- [PROBLEM STATEMENT]:
Each entry is to be given again word for word; images are dropped.

- [SUPPLIED DATA]:
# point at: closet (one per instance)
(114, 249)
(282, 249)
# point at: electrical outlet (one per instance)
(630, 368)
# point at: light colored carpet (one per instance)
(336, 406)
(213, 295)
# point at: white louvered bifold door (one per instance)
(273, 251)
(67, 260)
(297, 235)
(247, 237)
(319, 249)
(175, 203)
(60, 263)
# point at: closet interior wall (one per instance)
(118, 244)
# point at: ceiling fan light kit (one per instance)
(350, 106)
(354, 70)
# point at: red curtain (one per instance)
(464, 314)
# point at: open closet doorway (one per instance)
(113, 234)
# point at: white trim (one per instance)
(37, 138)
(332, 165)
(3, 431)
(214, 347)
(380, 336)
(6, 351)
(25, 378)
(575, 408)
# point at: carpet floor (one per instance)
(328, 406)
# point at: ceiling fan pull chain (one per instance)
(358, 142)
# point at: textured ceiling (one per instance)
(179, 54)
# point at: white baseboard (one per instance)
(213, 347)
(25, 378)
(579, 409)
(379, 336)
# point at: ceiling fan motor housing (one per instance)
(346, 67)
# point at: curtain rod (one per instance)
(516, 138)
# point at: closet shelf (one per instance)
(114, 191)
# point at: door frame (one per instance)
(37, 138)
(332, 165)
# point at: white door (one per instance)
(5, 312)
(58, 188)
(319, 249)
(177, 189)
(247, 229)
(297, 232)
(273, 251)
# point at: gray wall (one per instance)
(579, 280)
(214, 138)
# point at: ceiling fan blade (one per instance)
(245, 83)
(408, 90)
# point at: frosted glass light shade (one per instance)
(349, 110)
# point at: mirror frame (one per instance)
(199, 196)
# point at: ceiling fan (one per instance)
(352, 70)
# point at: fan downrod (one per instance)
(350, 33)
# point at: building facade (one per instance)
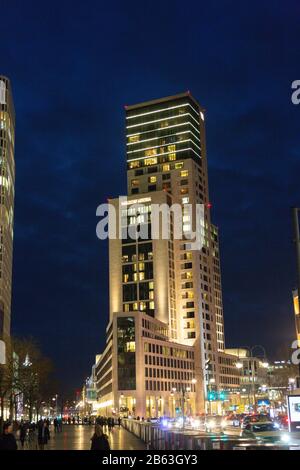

- [WORKED SOLUTION]:
# point at: closet (one per instance)
(114, 249)
(282, 249)
# point at: electrical outlet (one per instance)
(630, 368)
# point at: light colored carpet (one per instance)
(336, 406)
(213, 295)
# point at: white louvered bifold door (one per instance)
(273, 251)
(67, 260)
(297, 235)
(247, 237)
(319, 249)
(175, 203)
(60, 263)
# point at: closet interior wall (one per instance)
(118, 244)
# point at: ceiling fan light kit (one per instance)
(350, 106)
(354, 70)
# point at: red curtain (one per instance)
(464, 314)
# point at: open closet doorway (one per instance)
(113, 234)
# point at: white trim (one per instance)
(37, 138)
(332, 165)
(3, 431)
(214, 347)
(380, 336)
(6, 351)
(25, 378)
(575, 408)
# point at: carpet floor (one per instance)
(328, 406)
# point at: ceiling fan pull chain (one per instance)
(358, 142)
# point at: textured ceiling (one per instance)
(179, 54)
# point at: white baseboard (one per instance)
(213, 347)
(25, 378)
(579, 409)
(379, 336)
# point at: ceiling fan motor housing (one per instance)
(346, 67)
# point at: curtain rod (one per instance)
(516, 138)
# point at: closet shelf (one per instance)
(114, 191)
# point at: door frame (one per instance)
(37, 138)
(332, 165)
# point at: white door (one per instance)
(5, 312)
(58, 188)
(319, 249)
(177, 189)
(247, 229)
(297, 232)
(273, 251)
# point at: gray wall (one per instance)
(579, 280)
(214, 138)
# point at: ceiling fan blade (one per instance)
(245, 83)
(408, 90)
# point at: frosted glass light shade (one per instance)
(349, 110)
# point at: mirror frame (one per instance)
(199, 196)
# point at: ceiling fan (one per instance)
(352, 70)
# point at: fan downrod (one per instance)
(350, 33)
# point at: building facade (one per instance)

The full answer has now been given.